— Start Record set —

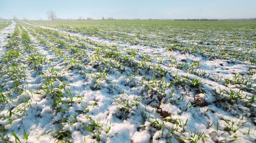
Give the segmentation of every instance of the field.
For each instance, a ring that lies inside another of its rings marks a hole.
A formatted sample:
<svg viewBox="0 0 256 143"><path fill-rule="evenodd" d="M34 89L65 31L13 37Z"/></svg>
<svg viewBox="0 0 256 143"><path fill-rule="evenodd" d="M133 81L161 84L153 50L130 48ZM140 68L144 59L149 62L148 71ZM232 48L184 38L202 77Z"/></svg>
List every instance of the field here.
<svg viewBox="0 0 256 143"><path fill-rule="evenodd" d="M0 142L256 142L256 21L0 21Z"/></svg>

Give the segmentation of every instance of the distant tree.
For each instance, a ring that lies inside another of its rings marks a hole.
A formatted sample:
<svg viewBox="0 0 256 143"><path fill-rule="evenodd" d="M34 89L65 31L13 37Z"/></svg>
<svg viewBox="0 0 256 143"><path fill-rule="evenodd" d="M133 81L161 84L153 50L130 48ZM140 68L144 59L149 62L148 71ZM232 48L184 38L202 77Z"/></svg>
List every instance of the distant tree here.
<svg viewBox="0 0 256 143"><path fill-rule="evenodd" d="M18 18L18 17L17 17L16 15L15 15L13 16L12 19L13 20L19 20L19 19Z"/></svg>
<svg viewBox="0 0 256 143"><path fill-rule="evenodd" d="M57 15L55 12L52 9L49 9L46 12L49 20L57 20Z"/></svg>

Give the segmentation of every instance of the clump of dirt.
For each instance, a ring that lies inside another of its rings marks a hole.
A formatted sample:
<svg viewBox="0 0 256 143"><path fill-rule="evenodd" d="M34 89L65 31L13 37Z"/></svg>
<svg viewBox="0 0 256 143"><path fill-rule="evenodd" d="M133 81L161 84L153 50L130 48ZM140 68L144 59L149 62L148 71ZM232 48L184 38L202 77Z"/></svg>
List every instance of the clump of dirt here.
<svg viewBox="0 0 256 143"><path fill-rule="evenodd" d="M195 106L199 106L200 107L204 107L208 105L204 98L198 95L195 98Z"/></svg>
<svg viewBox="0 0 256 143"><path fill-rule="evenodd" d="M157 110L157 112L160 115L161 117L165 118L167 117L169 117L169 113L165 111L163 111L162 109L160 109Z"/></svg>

— End Record set —

◆ **Directive**
Could you arrange all the lines of the items above as a JSON list of strings, one string per line, leaving out blank lines and the pictures?

◆ **Output of the exercise**
[
  "Give the segmentation of every instance of the field.",
  "For each instance, a ring that lies inside another of its rings marks a hole.",
  "A formatted sample:",
  "<svg viewBox=\"0 0 256 143\"><path fill-rule=\"evenodd\" d=\"M34 89L65 31L13 37Z\"/></svg>",
  "<svg viewBox=\"0 0 256 143\"><path fill-rule=\"evenodd\" d=\"M133 81L161 84L153 50L130 48ZM140 68L144 59L149 62L148 71ZM232 48L184 38L202 77Z\"/></svg>",
  "List every instance of the field here.",
  "<svg viewBox=\"0 0 256 143\"><path fill-rule=\"evenodd\" d=\"M0 142L256 142L256 21L0 21Z\"/></svg>",
  "Give the segmentation of every instance of the distant tree.",
  "For each instance, a ring that lies inside another of its rings marks a hole.",
  "A formatted sample:",
  "<svg viewBox=\"0 0 256 143\"><path fill-rule=\"evenodd\" d=\"M34 89L65 31L13 37Z\"/></svg>",
  "<svg viewBox=\"0 0 256 143\"><path fill-rule=\"evenodd\" d=\"M133 81L161 84L153 50L130 48ZM140 68L144 59L149 62L148 71ZM232 48L184 38L202 77Z\"/></svg>",
  "List every instance of the distant tree here.",
  "<svg viewBox=\"0 0 256 143\"><path fill-rule=\"evenodd\" d=\"M18 18L18 17L17 17L16 15L15 15L13 16L12 19L13 20L19 20L19 19Z\"/></svg>",
  "<svg viewBox=\"0 0 256 143\"><path fill-rule=\"evenodd\" d=\"M57 15L55 12L52 9L49 9L46 12L49 20L57 20Z\"/></svg>",
  "Give the segmentation of every instance of the clump of dirt.",
  "For each instance, a ring that lies inside another of its rings marks a hole.",
  "A formatted sample:",
  "<svg viewBox=\"0 0 256 143\"><path fill-rule=\"evenodd\" d=\"M34 89L65 31L13 37Z\"/></svg>",
  "<svg viewBox=\"0 0 256 143\"><path fill-rule=\"evenodd\" d=\"M133 81L161 84L153 50L130 48ZM140 68L144 59L149 62L148 71ZM232 48L184 38L202 77Z\"/></svg>",
  "List every instance of the clump of dirt here.",
  "<svg viewBox=\"0 0 256 143\"><path fill-rule=\"evenodd\" d=\"M195 106L199 106L200 107L204 107L208 105L204 98L198 95L195 98Z\"/></svg>",
  "<svg viewBox=\"0 0 256 143\"><path fill-rule=\"evenodd\" d=\"M157 110L157 112L160 115L161 117L165 118L167 117L169 117L169 113L165 111L163 111L162 109L160 109Z\"/></svg>"
]